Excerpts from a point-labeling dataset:
------------------------------------------------------------

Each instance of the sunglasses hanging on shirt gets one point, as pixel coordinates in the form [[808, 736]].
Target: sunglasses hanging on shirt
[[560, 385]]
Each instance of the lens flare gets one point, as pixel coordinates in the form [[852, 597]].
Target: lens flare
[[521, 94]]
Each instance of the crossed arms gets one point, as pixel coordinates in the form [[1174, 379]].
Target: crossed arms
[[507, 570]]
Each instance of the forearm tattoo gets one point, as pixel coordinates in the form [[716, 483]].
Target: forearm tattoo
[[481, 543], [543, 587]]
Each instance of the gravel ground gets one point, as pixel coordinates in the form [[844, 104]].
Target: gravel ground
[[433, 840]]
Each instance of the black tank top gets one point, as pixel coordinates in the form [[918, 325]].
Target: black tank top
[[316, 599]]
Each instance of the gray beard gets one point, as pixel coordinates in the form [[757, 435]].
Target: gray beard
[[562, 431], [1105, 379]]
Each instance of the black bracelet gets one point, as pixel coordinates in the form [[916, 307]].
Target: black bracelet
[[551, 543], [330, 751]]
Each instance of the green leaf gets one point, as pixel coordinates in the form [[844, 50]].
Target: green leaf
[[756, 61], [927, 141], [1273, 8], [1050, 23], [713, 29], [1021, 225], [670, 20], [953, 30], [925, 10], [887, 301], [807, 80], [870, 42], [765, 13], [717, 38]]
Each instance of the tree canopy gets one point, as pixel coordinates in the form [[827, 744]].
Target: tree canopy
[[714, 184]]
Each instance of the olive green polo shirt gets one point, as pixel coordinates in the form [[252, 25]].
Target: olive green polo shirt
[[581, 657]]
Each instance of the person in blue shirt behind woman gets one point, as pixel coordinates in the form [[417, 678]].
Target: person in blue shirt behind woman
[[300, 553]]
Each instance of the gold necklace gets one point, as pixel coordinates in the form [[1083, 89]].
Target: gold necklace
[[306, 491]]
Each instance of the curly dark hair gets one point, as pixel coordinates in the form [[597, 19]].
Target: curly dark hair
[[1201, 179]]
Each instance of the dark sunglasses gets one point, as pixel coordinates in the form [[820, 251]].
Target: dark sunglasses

------------------------------------------------------------

EXERCISE REQUIREMENTS
Write out the stretch of records from the start through the line containing "[[521, 94]]", requests included. Shift every coordinate in the answers by adding 36 to it.

WRITTEN RESPONSE
Each instance of the sunglasses hanging on shirt gets one point, as pixel coordinates in the form [[808, 736]].
Target: sunglasses hanging on shirt
[[596, 421]]
Each instance of the lens flare gets one point, as pixel coordinates in the form [[852, 597]].
Target: lens flare
[[557, 130]]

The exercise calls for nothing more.